Rewrite the material between the line holding "Each instance of the book page" and the line holding "[[201, 122], [452, 100], [177, 118]]", inclusive, changing "chair leg" to "table leg" and leaving everything else as it is. Give only those lines.
— Start Provided data —
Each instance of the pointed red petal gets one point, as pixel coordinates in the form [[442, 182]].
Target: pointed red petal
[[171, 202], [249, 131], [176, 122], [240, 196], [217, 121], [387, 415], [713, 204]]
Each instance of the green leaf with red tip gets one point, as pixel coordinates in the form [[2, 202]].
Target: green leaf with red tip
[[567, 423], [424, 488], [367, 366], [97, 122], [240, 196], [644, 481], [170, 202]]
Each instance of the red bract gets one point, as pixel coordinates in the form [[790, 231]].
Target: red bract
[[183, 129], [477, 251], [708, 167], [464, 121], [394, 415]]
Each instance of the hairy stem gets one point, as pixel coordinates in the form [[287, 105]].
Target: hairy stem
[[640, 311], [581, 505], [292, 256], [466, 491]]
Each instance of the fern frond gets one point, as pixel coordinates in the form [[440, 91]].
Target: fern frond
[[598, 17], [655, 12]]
— End Provided data —
— Start Provided data —
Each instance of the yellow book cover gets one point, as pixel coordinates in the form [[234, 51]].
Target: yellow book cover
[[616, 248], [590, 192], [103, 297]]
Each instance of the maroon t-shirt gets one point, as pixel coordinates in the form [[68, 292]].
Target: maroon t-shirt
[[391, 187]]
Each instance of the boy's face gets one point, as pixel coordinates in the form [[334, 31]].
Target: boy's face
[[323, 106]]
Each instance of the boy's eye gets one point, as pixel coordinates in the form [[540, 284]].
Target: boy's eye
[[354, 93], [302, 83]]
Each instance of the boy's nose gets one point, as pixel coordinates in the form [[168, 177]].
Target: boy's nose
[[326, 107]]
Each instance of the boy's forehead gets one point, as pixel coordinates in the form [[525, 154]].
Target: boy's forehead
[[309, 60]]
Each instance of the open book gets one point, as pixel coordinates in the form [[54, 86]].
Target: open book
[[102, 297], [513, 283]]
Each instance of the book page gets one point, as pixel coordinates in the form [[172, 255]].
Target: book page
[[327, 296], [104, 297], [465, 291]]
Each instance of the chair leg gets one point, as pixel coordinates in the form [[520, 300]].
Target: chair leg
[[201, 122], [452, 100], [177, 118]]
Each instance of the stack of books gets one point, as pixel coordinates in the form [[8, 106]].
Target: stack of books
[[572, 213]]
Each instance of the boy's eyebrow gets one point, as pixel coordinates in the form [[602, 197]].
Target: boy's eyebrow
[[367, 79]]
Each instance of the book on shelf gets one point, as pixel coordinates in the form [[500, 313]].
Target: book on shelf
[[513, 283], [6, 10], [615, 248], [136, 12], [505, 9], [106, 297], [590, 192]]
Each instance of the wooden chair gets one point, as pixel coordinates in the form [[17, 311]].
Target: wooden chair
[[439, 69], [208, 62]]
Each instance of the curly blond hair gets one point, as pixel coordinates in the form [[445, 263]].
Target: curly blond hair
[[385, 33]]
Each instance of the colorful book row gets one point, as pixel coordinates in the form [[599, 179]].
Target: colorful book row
— End Provided data —
— Start Provided data —
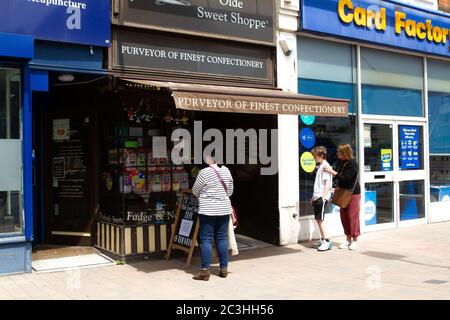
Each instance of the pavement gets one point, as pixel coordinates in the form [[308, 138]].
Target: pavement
— End Provided data —
Written answer:
Each instance of the book page gets one point, as pixel coordinates in the form [[172, 255]].
Target: book page
[[327, 296], [104, 297], [465, 291]]
Each instance of the table leg gets one point, as pixel coordinates in the form [[520, 300]].
Target: table leg
[[201, 122], [452, 100], [177, 118]]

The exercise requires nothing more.